RECORDS TO USE:
────────────────

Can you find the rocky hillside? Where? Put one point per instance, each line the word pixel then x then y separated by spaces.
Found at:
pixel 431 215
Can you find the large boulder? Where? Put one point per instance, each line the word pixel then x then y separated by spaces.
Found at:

────────────────

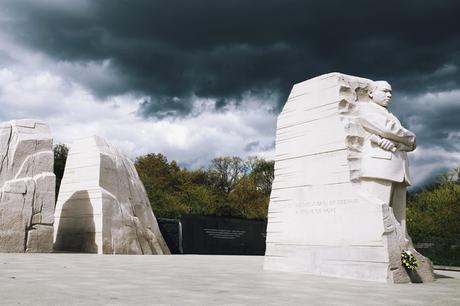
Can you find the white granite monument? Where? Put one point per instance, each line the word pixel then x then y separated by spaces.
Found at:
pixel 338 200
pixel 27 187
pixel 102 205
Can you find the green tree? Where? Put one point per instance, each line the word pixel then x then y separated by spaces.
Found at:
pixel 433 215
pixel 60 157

────────────────

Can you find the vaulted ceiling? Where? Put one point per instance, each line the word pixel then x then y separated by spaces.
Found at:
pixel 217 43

────────────────

YOUR TASK:
In the material above, report how many lines hold the word "instance", and add nothing to the figure.

SOLUTION FOR THIS PROBLEM:
5